■ What you are asked to do: Edit the entries starting at the line containing "landing gear wheel." and continuing through the end of the entries, replacing "aircraft tire" with "aircraft wheel tire" and leaving all else unchanged.

Extracted records:
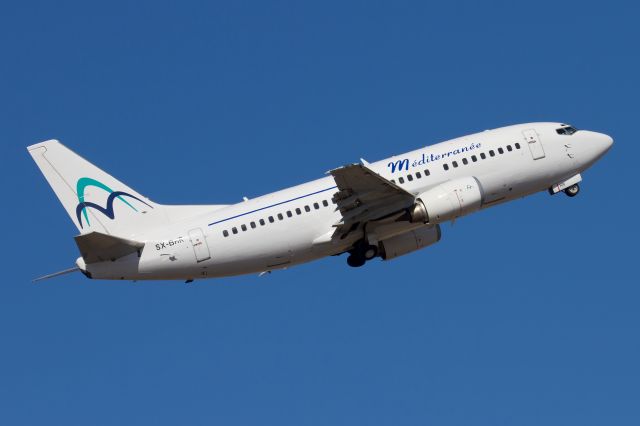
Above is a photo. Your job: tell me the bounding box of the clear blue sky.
[0,1,640,426]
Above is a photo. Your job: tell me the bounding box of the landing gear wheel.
[362,246,378,260]
[347,254,367,268]
[564,183,580,197]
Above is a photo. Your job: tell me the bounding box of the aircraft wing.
[329,163,415,235]
[75,231,144,263]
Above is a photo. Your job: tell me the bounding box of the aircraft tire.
[347,254,367,268]
[564,183,580,197]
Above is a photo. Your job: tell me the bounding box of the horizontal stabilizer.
[75,232,144,263]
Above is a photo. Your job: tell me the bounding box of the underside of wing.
[329,163,415,235]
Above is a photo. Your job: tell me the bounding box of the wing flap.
[74,232,144,263]
[329,163,415,233]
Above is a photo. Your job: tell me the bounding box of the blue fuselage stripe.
[209,186,337,226]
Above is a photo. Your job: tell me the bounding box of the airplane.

■ Complete response:
Above is a photo. Your job: tell me the bounding box of the landing gear wheel.
[362,246,378,260]
[347,254,367,268]
[564,183,580,197]
Above is a photo. Your job: tell me the bounding box of the aircraft wing.
[329,163,415,235]
[75,231,144,263]
Above is a photo. Your job: tell me the bounding box of the aircraft wheel tire.
[347,254,367,268]
[564,183,580,197]
Above is a photo. Your job: tell me the bounding box of the horizontal stabilizer.
[75,232,144,263]
Above is a photo. Your job: tell me the bounding box of the underside of wing.
[329,163,415,235]
Above is a photo. Your job: tell me the bounding box of the wing flap.
[74,232,144,263]
[329,163,415,233]
Above is a photo. Your job: tell me the bounding box of the blue fuselage stripe.
[209,186,337,226]
Above is a photo. Your job: tell me the bounding box of the airplane.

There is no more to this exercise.